• **WHAT IS EXPECTED**
The answer should be each line from the entries below that has the word "form" in it.

··· DATA IN THIS EXERCISE

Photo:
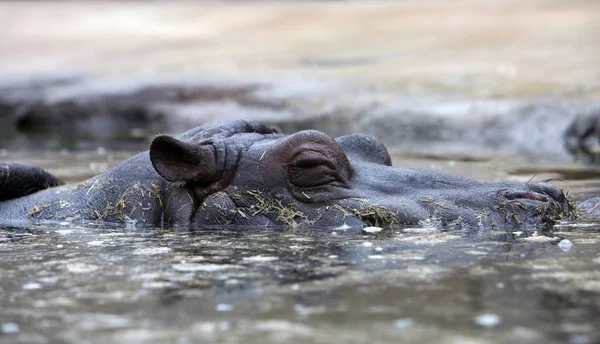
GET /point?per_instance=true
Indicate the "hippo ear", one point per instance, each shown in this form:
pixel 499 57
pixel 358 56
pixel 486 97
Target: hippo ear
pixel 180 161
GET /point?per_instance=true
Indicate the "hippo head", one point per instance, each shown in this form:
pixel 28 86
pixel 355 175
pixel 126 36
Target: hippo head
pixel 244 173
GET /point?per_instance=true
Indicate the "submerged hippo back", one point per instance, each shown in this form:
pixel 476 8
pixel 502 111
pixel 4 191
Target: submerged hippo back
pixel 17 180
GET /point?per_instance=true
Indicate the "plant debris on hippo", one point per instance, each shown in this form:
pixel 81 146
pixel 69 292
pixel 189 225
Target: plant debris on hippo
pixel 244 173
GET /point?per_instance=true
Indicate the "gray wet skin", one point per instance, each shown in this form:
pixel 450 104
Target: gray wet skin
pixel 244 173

······
··· DATA IN THIS EXERCISE

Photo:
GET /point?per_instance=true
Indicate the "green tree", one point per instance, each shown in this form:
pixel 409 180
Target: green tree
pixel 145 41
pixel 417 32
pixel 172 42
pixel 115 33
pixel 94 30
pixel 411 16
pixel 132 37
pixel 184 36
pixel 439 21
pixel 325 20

······

• **RESPONSE TO THE EXERCISE**
Indicate the "hippo ear", one point per instance, each shown in this form:
Indicate the "hippo head", one point per instance, each shown in this form:
Indicate the "submerged hippo back", one point per instance, each shown in this form:
Indicate the "plant debris on hippo", one point per instance, each shown in this form:
Indicate the "gray wet skin", one point per instance, each shown in this form:
Indicate the "green tree", one point per instance, each shown in this form:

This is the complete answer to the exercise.